WORK INSTRUCTIONS:
Check every line below for the word "black" and show those that hold it.

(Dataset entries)
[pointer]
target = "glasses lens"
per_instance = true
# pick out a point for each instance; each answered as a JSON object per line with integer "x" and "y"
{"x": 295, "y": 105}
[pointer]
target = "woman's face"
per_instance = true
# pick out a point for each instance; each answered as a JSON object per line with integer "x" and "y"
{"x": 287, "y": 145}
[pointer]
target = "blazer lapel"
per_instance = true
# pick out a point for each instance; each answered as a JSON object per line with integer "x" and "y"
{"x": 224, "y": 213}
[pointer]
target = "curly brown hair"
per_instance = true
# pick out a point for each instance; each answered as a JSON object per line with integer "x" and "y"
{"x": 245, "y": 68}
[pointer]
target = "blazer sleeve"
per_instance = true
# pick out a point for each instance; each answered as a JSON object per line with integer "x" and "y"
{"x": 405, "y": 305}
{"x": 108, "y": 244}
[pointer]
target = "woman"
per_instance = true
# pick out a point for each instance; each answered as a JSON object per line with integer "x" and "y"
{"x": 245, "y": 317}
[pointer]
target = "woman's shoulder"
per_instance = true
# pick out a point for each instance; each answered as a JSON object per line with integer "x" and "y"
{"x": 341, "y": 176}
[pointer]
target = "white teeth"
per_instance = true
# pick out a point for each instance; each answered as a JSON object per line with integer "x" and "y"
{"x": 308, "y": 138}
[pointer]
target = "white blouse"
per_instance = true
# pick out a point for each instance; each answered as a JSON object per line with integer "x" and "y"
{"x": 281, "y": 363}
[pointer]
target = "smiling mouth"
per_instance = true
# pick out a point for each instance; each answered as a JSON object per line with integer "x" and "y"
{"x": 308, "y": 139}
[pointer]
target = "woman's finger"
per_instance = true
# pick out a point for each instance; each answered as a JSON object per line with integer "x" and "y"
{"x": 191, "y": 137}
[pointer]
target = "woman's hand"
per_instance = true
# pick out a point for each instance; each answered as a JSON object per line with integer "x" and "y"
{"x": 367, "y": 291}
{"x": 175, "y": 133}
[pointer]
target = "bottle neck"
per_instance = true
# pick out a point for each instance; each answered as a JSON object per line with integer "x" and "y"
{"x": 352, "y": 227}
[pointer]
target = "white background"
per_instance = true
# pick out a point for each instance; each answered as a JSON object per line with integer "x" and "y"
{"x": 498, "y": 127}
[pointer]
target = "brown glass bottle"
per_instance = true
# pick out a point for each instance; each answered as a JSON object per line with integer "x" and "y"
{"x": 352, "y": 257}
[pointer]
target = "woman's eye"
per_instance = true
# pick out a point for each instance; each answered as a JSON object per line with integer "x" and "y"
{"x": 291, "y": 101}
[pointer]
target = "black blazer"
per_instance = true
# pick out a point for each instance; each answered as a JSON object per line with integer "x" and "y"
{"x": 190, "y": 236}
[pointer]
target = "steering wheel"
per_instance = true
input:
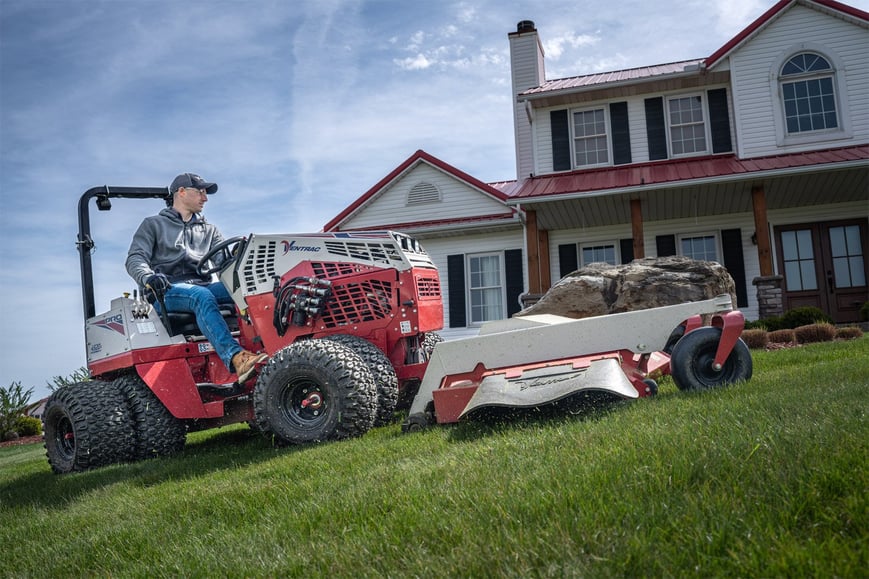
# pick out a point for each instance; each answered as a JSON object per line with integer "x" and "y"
{"x": 230, "y": 250}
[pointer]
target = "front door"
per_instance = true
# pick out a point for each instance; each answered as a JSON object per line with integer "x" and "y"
{"x": 825, "y": 265}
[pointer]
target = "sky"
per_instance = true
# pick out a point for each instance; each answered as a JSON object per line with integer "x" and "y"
{"x": 295, "y": 108}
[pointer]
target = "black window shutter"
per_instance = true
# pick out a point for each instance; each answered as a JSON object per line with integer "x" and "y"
{"x": 456, "y": 290}
{"x": 666, "y": 245}
{"x": 719, "y": 121}
{"x": 621, "y": 133}
{"x": 568, "y": 260}
{"x": 515, "y": 281}
{"x": 560, "y": 140}
{"x": 656, "y": 128}
{"x": 627, "y": 250}
{"x": 731, "y": 244}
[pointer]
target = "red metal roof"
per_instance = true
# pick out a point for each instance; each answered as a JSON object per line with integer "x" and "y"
{"x": 677, "y": 171}
{"x": 419, "y": 156}
{"x": 627, "y": 75}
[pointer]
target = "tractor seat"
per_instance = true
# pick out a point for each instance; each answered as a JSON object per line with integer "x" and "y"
{"x": 185, "y": 322}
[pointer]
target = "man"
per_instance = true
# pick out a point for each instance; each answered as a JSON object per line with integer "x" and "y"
{"x": 163, "y": 257}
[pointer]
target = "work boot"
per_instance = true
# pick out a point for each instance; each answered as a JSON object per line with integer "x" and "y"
{"x": 245, "y": 364}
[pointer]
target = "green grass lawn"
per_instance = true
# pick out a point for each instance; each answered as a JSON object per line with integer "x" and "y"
{"x": 763, "y": 479}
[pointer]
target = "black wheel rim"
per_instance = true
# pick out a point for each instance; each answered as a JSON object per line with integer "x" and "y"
{"x": 706, "y": 374}
{"x": 303, "y": 402}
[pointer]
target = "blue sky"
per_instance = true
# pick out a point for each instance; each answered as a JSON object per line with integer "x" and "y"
{"x": 293, "y": 108}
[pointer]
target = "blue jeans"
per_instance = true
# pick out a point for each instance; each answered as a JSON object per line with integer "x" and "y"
{"x": 203, "y": 302}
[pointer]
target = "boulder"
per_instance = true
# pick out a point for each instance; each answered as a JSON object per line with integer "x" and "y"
{"x": 651, "y": 282}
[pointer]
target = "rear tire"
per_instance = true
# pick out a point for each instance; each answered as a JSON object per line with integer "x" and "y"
{"x": 383, "y": 372}
{"x": 691, "y": 362}
{"x": 158, "y": 433}
{"x": 86, "y": 425}
{"x": 315, "y": 390}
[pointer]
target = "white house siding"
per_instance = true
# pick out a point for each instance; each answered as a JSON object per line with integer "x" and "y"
{"x": 709, "y": 225}
{"x": 440, "y": 248}
{"x": 753, "y": 71}
{"x": 458, "y": 200}
{"x": 636, "y": 124}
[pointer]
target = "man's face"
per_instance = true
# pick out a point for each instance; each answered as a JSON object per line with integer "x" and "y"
{"x": 192, "y": 199}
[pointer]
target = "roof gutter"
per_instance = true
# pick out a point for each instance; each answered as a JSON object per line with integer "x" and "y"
{"x": 856, "y": 163}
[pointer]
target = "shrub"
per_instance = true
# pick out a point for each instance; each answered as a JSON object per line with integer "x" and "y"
{"x": 13, "y": 401}
{"x": 849, "y": 333}
{"x": 782, "y": 337}
{"x": 28, "y": 426}
{"x": 811, "y": 333}
{"x": 755, "y": 339}
{"x": 803, "y": 317}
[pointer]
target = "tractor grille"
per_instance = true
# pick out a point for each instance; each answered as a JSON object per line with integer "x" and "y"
{"x": 374, "y": 252}
{"x": 260, "y": 267}
{"x": 332, "y": 270}
{"x": 355, "y": 303}
{"x": 428, "y": 288}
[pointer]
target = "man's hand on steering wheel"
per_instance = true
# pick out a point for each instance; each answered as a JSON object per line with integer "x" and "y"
{"x": 231, "y": 251}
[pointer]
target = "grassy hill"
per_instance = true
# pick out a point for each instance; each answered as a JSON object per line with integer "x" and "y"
{"x": 767, "y": 478}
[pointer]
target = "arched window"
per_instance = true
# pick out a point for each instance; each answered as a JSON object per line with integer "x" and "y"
{"x": 808, "y": 94}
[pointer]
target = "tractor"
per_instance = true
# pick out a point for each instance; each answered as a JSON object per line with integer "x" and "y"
{"x": 348, "y": 320}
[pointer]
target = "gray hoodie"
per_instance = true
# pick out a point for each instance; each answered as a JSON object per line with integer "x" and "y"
{"x": 165, "y": 244}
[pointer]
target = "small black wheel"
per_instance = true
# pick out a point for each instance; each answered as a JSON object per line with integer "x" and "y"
{"x": 415, "y": 423}
{"x": 383, "y": 371}
{"x": 651, "y": 387}
{"x": 230, "y": 250}
{"x": 158, "y": 433}
{"x": 86, "y": 425}
{"x": 691, "y": 363}
{"x": 315, "y": 390}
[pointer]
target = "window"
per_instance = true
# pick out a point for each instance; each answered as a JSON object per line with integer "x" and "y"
{"x": 687, "y": 125}
{"x": 799, "y": 260}
{"x": 598, "y": 252}
{"x": 847, "y": 251}
{"x": 808, "y": 95}
{"x": 590, "y": 138}
{"x": 486, "y": 288}
{"x": 703, "y": 247}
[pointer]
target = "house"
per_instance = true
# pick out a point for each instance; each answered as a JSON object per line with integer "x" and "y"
{"x": 756, "y": 157}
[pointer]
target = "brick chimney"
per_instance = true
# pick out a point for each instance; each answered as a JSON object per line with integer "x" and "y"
{"x": 527, "y": 71}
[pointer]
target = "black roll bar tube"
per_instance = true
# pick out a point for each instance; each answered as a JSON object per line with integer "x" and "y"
{"x": 85, "y": 242}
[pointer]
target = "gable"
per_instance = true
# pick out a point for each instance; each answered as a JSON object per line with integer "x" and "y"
{"x": 424, "y": 193}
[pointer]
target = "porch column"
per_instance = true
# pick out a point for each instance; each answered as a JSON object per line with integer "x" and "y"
{"x": 531, "y": 242}
{"x": 761, "y": 230}
{"x": 637, "y": 228}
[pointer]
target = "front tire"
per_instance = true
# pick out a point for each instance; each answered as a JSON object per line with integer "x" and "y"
{"x": 158, "y": 433}
{"x": 86, "y": 425}
{"x": 383, "y": 372}
{"x": 693, "y": 355}
{"x": 315, "y": 390}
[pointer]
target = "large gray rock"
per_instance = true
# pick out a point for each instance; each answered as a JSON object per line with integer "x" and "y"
{"x": 600, "y": 288}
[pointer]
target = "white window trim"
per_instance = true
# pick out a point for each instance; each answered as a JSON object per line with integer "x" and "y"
{"x": 615, "y": 244}
{"x": 704, "y": 106}
{"x": 782, "y": 138}
{"x": 714, "y": 234}
{"x": 609, "y": 137}
{"x": 502, "y": 281}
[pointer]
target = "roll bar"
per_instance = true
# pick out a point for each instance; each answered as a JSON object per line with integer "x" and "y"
{"x": 85, "y": 242}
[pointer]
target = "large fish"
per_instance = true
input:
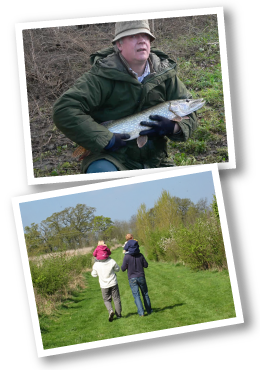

RESPONSE TO THE TASK:
target = "black blazer"
target = "black window shutter"
target = "black wheel rim"
target = "small black wheel"
target = "black roll bar tube"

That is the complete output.